What is needed => Write the records out again, precisely as they stand.
begin Listed records
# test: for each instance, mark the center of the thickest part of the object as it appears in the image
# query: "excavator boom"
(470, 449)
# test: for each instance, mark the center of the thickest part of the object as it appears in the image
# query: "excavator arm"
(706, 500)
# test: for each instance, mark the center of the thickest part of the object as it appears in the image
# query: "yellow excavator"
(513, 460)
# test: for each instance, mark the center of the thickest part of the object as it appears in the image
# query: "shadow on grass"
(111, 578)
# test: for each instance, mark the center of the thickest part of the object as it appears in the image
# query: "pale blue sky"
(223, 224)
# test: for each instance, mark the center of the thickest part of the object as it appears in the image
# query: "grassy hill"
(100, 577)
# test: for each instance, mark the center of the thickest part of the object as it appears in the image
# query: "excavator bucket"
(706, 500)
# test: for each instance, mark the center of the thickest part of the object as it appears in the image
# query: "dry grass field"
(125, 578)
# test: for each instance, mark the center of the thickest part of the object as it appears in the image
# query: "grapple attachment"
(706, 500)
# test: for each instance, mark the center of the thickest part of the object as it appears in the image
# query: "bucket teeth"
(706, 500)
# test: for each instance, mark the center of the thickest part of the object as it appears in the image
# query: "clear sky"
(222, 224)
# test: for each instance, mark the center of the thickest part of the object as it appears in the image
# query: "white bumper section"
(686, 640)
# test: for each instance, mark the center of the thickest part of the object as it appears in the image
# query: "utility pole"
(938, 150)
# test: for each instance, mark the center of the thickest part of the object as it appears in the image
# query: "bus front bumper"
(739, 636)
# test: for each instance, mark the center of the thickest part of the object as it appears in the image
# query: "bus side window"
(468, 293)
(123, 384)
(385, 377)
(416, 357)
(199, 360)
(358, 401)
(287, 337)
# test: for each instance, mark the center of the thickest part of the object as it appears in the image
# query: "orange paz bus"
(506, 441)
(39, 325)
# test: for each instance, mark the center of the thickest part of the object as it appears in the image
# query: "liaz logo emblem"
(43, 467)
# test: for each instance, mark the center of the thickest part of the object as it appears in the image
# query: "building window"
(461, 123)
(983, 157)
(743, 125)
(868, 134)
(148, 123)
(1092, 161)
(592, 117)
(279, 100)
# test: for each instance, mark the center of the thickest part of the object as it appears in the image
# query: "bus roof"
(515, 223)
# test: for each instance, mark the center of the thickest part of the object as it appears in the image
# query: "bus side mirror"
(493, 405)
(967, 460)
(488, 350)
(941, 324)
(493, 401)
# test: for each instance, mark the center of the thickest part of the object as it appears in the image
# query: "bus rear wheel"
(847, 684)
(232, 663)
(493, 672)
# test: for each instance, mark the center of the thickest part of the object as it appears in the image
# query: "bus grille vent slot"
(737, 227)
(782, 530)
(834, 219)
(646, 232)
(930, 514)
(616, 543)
end Listed records
Exercise response =>
# test: for each instance, mark the center of the thickest part of the object as it appears in the image
# query: "excavator boom"
(470, 449)
# test: for each instance, mark the center of the thickest part of the object as it appears in the image
# query: "excavator arm"
(706, 500)
# test: for each instance, mark the center of the thickest part of the object as it appears in the image
# query: "yellow excavator"
(513, 460)
# test: for each instance, mark the center of the thickest part of the object as it appears in the image
# query: "shadow on grass"
(111, 578)
# test: for each instance, mark the center of the thickest part of the object as it appears in the image
# query: "pale blue sky"
(223, 224)
# test: for each instance, mark the center of the thickest part of the object as it appears in the image
# query: "grassy hill"
(100, 577)
# test: for each instance, mark the center of the thickest part of the object as it appears in the image
# query: "excavator bucket"
(706, 500)
# test: for each instance, mark the center of the thickest part of the object as it appears in the image
# query: "dry grass field"
(125, 578)
# test: for each instance, mark the center of the thickest part of the object as it appears in the image
# query: "grapple attachment"
(706, 500)
# test: for each instance, mark the center of the thickest part of the object as it appears in the image
# query: "bucket teeth"
(706, 500)
# test: for each instance, mark the center of the thickest part of the object as it appears in the image
# query: "clear sky"
(222, 224)
# test: for each instance, mark the center of the thickest part of the object as it appears in the image
# query: "white bumper section"
(686, 640)
# test: for each instance, mark the center of the thickest part of the object as it appears in the image
# query: "utility pole"
(938, 150)
# test: for each instance, mark the center of the thickest part of the object as it appears in the image
# query: "bus front bumper"
(739, 636)
# test: for each instance, mark the center of the thickest part of the object as it appears in the image
# query: "bus side window"
(468, 293)
(123, 384)
(385, 377)
(416, 357)
(199, 360)
(358, 401)
(287, 337)
# test: for each instance, mark the center of the thickest part of the object as it appears in the image
# query: "orange paz bus"
(506, 441)
(39, 325)
# test: for each instance, mark the center of the thickest part of the object as it appears in the image
# query: "liaz logo emblem"
(43, 467)
# test: for each instance, mark the center of the thickest part of the object as it appears in the image
# query: "building window"
(461, 123)
(983, 157)
(743, 125)
(868, 134)
(148, 123)
(1092, 161)
(592, 117)
(279, 100)
# test: for each instance, mark the center of the thickest part of the object as it appears in the image
# query: "bus roof"
(515, 223)
# test: for each instance, mark the center of the thickest part of the object as it appears in the image
# query: "bus side mirror"
(493, 405)
(967, 460)
(488, 350)
(941, 324)
(493, 401)
# test: for each instance, mark the center of the thickest part of the object as it appears in the image
# query: "bus rear wheel"
(847, 684)
(232, 663)
(493, 672)
# test: for each instance, mark the center of the thickest part of the object as it appears in the image
# query: "bus grille vent slot"
(737, 227)
(782, 530)
(834, 219)
(646, 232)
(930, 514)
(616, 543)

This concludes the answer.